ASSIGNMENT:
Exactness is required throughout. Return every record once more.
START GIVEN INFORMATION
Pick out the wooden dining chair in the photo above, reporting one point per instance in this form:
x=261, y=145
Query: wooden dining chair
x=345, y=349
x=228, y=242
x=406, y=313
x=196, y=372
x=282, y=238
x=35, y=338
END GIVEN INFORMATION
RESPONSE AREA:
Pick out the wooden dining chair in the photo above, reporting one point per instance in this form:
x=261, y=145
Query: wooden dining chair
x=345, y=349
x=228, y=242
x=406, y=313
x=196, y=372
x=282, y=238
x=35, y=338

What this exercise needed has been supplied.